Please return the records below exactly as they stand, with the pictures removed.

(TASK MATERIAL Opens)

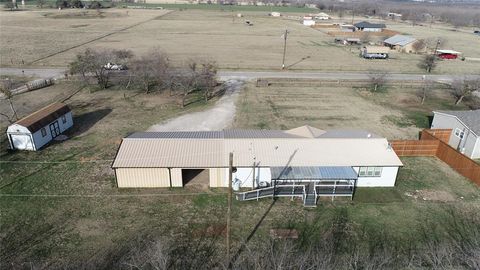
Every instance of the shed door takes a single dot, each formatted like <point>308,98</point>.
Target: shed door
<point>21,142</point>
<point>54,129</point>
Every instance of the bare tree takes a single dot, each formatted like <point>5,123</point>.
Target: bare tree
<point>93,62</point>
<point>419,45</point>
<point>40,3</point>
<point>150,69</point>
<point>428,63</point>
<point>5,89</point>
<point>463,88</point>
<point>365,37</point>
<point>377,80</point>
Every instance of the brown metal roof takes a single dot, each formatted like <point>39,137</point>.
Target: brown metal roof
<point>43,117</point>
<point>188,152</point>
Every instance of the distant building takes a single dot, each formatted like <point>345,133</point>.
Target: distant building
<point>375,52</point>
<point>400,43</point>
<point>369,27</point>
<point>321,16</point>
<point>39,128</point>
<point>448,54</point>
<point>347,28</point>
<point>465,126</point>
<point>348,41</point>
<point>394,15</point>
<point>308,21</point>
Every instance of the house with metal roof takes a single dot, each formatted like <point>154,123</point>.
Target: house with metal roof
<point>304,162</point>
<point>369,27</point>
<point>39,128</point>
<point>465,126</point>
<point>401,43</point>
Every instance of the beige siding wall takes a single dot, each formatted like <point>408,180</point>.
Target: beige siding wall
<point>142,177</point>
<point>218,177</point>
<point>177,177</point>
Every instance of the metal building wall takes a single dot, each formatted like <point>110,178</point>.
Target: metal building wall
<point>218,177</point>
<point>142,177</point>
<point>177,180</point>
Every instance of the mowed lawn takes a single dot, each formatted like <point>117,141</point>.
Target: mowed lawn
<point>54,37</point>
<point>60,208</point>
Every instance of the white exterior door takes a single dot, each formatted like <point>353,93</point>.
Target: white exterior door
<point>21,141</point>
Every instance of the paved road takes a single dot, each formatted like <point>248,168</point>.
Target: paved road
<point>247,75</point>
<point>252,75</point>
<point>34,72</point>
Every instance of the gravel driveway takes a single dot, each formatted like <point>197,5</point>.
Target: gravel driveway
<point>217,118</point>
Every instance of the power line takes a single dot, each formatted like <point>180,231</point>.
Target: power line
<point>111,195</point>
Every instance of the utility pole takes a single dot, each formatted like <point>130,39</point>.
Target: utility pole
<point>229,204</point>
<point>284,47</point>
<point>436,47</point>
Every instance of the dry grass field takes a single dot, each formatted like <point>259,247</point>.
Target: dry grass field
<point>60,207</point>
<point>339,108</point>
<point>211,34</point>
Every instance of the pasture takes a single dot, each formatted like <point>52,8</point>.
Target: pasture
<point>52,38</point>
<point>60,207</point>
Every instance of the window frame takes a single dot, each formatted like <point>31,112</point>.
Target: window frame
<point>370,171</point>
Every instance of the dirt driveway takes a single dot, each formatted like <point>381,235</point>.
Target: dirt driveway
<point>219,117</point>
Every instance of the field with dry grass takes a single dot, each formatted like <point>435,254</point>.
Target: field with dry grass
<point>53,38</point>
<point>60,207</point>
<point>396,114</point>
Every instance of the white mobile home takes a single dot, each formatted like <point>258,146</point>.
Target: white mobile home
<point>305,160</point>
<point>465,126</point>
<point>37,129</point>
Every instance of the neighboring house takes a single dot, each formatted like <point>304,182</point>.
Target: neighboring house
<point>375,52</point>
<point>448,54</point>
<point>369,27</point>
<point>394,15</point>
<point>401,43</point>
<point>465,127</point>
<point>37,129</point>
<point>348,41</point>
<point>305,160</point>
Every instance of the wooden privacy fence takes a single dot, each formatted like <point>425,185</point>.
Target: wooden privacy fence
<point>435,143</point>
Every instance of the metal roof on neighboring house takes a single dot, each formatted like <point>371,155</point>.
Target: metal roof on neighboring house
<point>400,40</point>
<point>366,24</point>
<point>313,173</point>
<point>348,133</point>
<point>43,117</point>
<point>165,151</point>
<point>470,118</point>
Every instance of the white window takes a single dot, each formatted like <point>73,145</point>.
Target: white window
<point>370,171</point>
<point>459,133</point>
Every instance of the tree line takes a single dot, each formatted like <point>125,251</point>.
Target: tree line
<point>150,72</point>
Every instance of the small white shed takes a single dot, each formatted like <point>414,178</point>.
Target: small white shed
<point>37,129</point>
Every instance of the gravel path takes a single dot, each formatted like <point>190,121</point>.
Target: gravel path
<point>217,118</point>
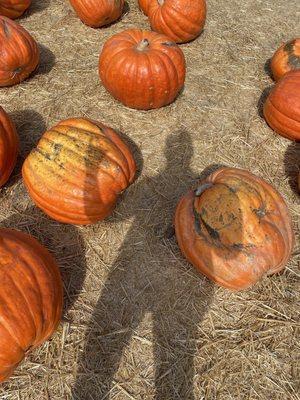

(TASK MATERIAL Closes)

→ ANSWER SECTION
Every instance of the shed door takes a single dot, each formatted like <point>308,98</point>.
Target: shed door
<point>21,142</point>
<point>54,129</point>
Every instance of the bare tree takes a single dot, each formatted like <point>5,123</point>.
Target: bare tree
<point>93,62</point>
<point>419,45</point>
<point>40,3</point>
<point>150,69</point>
<point>428,63</point>
<point>5,89</point>
<point>463,88</point>
<point>365,37</point>
<point>377,80</point>
Every instance of the brown metal roof takes a single dot, each formatted like <point>39,137</point>.
Target: brown metal roof
<point>43,117</point>
<point>188,152</point>
Every instance of the distant building takes a single dot, each formatted like <point>345,133</point>.
Target: distant building
<point>375,52</point>
<point>400,43</point>
<point>369,27</point>
<point>321,16</point>
<point>39,128</point>
<point>448,54</point>
<point>347,28</point>
<point>465,126</point>
<point>348,41</point>
<point>394,15</point>
<point>308,21</point>
Every instance of the house with metal roof takes a single dot, each formatted like <point>154,123</point>.
Target: house with metal roof
<point>304,162</point>
<point>369,27</point>
<point>39,128</point>
<point>465,126</point>
<point>401,43</point>
Every instance of the beige siding wall takes a single dot, each formatted like <point>408,180</point>.
Target: beige siding wall
<point>142,177</point>
<point>218,177</point>
<point>177,177</point>
Every instance of the metal building wall takes a single dot, each formatted like <point>110,178</point>.
Target: metal building wall
<point>218,177</point>
<point>142,177</point>
<point>177,180</point>
Every instance of the mowed lawn takes a single dot, each formatted like <point>117,141</point>.
Target: mowed lawn
<point>54,37</point>
<point>60,208</point>
Every instance of the white exterior door takes a single dot, each formatted like <point>353,93</point>.
Target: white exterior door
<point>21,141</point>
Every instance of the paved road takes a single dot, each formatted like <point>248,168</point>.
Target: paved road
<point>247,75</point>
<point>252,75</point>
<point>34,72</point>
Every instance of the gravel driveway takes a single dot, each formatted like <point>197,5</point>.
Target: gravel driveway
<point>217,118</point>
Every instance of the power line takes a single dot, each formatted like <point>180,231</point>.
Target: power line
<point>111,195</point>
Every instance of the utility pole takes a single dot, each formatted like <point>130,39</point>.
Target: utility pole
<point>229,204</point>
<point>284,47</point>
<point>436,47</point>
Every instance of the dry grass field takes a single dot, each formatted like <point>259,247</point>.
Target: dry grass field
<point>60,207</point>
<point>339,108</point>
<point>211,34</point>
Every instance of the pasture takes a single dot, each formatted like <point>52,8</point>.
Target: pasture
<point>52,38</point>
<point>60,207</point>
Every instance of the window frame takes a single dot, each formatted like <point>31,112</point>.
Target: window frame
<point>370,171</point>
Every instance of the dirt driveway takes a single dot, each formatted like <point>381,235</point>.
Target: dirt driveway
<point>219,117</point>
Every instance of the field with dry grass takes a single dot, each formatted like <point>435,254</point>.
Target: field with dry grass
<point>53,38</point>
<point>60,207</point>
<point>396,114</point>
Every instance of the white mobile home takes a single dot, each formatted like <point>258,146</point>.
Target: white mobile home
<point>305,160</point>
<point>465,126</point>
<point>37,129</point>
Every instance of the neighboring house takes a single dot, each formatted like <point>304,182</point>.
Target: neighboring house
<point>375,52</point>
<point>448,54</point>
<point>369,27</point>
<point>394,15</point>
<point>401,43</point>
<point>465,127</point>
<point>37,129</point>
<point>348,41</point>
<point>305,160</point>
Every instance of the wooden privacy fence takes a single dot, each formatted like <point>425,185</point>.
Target: wooden privacy fence
<point>435,143</point>
Every instance of the metal roof on neighboring house takes a single dot, each formatted like <point>371,155</point>.
Target: metal roof on neighboring house
<point>400,40</point>
<point>366,24</point>
<point>313,173</point>
<point>348,133</point>
<point>43,117</point>
<point>165,151</point>
<point>470,118</point>
Every instance of the white window takes a single dot, each formatted like <point>73,145</point>.
Target: white window
<point>370,171</point>
<point>459,133</point>
Every instance of the tree line takes a single dot, each formatted like <point>125,251</point>.
Target: tree line
<point>150,72</point>
Every instance of the small white shed takes a single dot, each formatted like <point>414,178</point>.
Target: small white shed
<point>37,129</point>
Every instance of the gravel path takes a single dot, each formatted like <point>190,121</point>.
Target: gravel path
<point>217,118</point>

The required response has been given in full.